| 課題の目的 |
以下の資料について、「Practice. Locate the chandelier arm」を含む行から始めて「[(118, 157), (99, 156), (140, 156)]」を含む行で終わるまでを、両端の行も含めて一字一句そのまま書き写してください。画像は書き写しから除いてください。

| 提供資料 |
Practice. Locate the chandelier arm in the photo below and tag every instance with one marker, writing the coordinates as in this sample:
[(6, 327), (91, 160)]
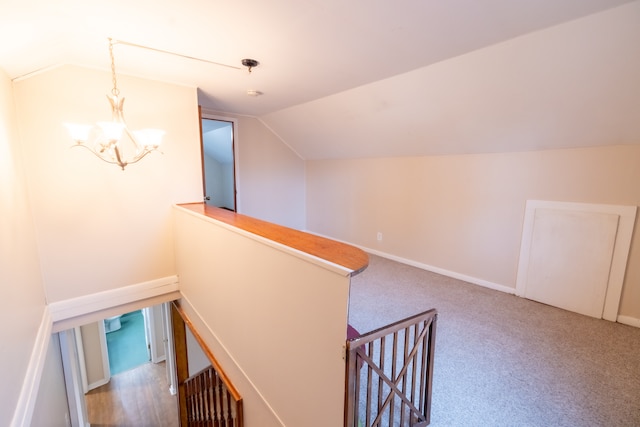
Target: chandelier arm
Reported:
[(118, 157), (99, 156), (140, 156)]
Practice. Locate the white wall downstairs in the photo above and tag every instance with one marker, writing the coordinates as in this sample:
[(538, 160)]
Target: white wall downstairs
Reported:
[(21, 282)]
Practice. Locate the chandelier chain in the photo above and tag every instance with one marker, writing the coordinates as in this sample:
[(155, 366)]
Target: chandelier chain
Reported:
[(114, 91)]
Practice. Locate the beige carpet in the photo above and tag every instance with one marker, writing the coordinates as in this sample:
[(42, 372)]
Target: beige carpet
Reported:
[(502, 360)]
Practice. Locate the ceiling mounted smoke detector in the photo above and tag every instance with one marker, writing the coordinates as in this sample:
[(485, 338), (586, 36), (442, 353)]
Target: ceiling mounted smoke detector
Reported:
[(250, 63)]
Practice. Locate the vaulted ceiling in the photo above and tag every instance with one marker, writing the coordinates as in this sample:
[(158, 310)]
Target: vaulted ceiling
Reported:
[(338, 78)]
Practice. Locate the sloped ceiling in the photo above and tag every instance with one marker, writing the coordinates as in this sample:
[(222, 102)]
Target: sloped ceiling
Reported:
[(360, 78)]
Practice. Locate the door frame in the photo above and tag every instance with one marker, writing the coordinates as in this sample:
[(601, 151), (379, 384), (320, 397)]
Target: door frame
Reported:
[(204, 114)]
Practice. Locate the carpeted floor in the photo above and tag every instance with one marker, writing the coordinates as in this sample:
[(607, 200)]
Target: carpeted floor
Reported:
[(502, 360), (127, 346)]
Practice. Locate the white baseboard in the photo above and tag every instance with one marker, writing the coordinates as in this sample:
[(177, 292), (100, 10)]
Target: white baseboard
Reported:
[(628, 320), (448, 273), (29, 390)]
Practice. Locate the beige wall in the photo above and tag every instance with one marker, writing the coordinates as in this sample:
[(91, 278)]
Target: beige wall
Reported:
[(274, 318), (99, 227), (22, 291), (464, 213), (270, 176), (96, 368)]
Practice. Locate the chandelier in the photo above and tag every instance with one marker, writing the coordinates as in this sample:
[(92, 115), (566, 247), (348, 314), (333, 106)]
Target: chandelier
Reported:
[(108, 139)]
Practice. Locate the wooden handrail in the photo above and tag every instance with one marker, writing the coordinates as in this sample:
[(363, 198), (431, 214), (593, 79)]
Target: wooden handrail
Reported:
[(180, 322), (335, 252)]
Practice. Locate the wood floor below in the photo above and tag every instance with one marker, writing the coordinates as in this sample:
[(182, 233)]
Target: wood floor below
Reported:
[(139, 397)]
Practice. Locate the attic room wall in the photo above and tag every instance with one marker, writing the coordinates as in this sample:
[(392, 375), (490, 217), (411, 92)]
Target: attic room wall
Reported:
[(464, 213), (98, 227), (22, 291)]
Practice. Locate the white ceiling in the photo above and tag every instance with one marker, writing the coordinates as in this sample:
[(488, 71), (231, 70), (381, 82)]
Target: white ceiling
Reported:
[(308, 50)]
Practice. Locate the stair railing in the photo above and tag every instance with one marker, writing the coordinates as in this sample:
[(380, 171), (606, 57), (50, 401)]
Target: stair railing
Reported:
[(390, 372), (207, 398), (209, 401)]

---

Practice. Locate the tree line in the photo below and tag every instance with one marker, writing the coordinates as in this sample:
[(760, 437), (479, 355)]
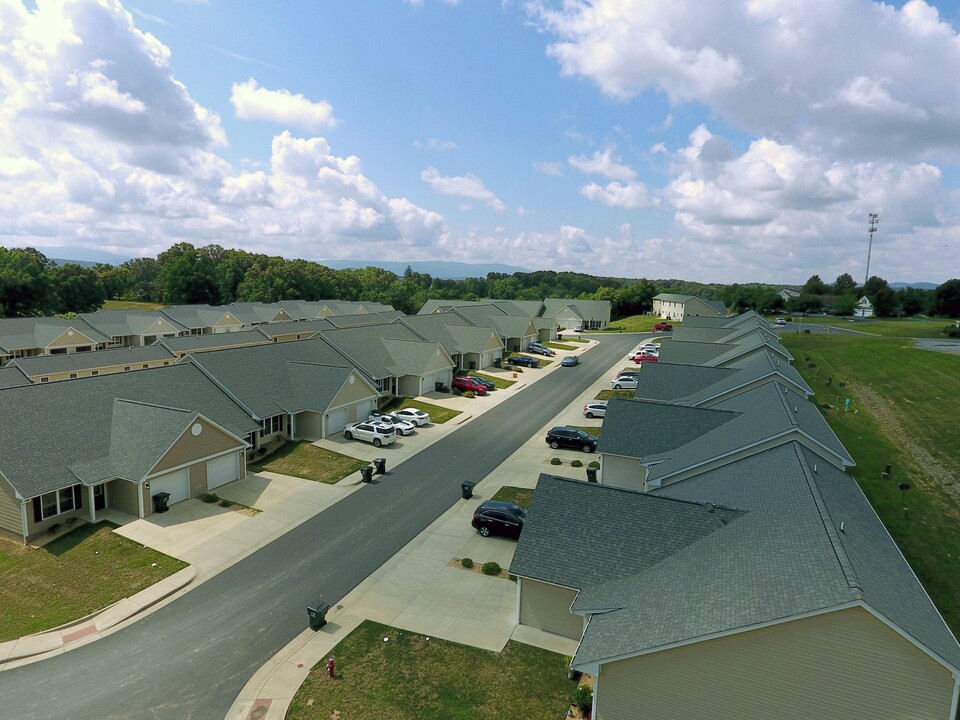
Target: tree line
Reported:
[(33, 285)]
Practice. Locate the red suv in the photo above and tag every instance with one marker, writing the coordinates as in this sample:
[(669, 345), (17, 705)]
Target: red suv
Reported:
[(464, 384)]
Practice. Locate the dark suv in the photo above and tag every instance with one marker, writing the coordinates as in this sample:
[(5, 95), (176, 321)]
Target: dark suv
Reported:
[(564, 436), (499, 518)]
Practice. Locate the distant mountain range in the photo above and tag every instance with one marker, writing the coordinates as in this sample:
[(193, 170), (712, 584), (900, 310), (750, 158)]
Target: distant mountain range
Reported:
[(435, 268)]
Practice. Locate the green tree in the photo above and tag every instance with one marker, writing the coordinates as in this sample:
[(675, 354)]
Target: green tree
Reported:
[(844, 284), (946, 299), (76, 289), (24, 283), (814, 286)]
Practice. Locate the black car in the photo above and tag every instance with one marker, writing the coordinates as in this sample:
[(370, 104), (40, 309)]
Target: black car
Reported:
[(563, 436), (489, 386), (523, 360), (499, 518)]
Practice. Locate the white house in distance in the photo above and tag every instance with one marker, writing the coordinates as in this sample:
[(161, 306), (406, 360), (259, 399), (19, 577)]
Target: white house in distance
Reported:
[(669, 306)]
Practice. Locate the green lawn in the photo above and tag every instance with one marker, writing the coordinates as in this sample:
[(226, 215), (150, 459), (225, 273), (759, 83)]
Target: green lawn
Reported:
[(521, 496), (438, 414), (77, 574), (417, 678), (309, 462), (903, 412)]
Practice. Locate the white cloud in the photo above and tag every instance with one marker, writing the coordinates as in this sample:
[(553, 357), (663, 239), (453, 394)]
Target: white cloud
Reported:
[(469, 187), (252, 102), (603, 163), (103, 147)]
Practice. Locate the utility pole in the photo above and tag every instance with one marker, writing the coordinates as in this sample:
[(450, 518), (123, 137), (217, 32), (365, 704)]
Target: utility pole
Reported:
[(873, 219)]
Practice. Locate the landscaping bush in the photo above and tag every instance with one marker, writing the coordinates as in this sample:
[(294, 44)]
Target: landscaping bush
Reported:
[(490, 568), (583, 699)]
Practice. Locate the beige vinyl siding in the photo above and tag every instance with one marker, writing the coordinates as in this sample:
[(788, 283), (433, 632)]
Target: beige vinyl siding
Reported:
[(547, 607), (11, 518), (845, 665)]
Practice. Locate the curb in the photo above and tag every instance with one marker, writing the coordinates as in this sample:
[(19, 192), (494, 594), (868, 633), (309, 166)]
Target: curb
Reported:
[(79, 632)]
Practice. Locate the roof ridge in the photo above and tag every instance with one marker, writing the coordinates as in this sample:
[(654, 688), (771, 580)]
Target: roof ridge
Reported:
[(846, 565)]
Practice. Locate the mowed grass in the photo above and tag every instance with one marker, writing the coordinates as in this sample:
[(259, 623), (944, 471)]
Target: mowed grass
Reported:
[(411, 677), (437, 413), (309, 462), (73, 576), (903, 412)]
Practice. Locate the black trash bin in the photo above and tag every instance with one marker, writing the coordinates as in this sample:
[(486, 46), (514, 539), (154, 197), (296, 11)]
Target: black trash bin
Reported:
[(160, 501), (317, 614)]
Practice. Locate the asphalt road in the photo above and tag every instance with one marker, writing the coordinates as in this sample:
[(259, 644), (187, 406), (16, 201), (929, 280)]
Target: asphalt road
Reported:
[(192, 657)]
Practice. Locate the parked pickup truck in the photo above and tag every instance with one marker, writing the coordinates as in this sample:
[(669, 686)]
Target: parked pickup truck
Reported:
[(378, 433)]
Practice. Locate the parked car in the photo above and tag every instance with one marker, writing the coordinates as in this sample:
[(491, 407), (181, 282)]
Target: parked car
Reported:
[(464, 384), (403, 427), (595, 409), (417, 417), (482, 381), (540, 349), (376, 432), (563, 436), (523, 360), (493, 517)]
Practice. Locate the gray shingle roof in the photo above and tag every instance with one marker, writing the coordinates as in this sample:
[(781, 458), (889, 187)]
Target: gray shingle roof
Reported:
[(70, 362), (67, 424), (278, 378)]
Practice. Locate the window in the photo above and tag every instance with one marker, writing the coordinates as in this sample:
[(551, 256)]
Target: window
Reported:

| 演習の出力 |
Practice. Locate the chandelier arm in the photo below and tag every instance with one marker, writing the coordinates as in this sample:
[(6, 327), (91, 160)]
Target: chandelier arm
Reported:
[(118, 157), (99, 156), (140, 156)]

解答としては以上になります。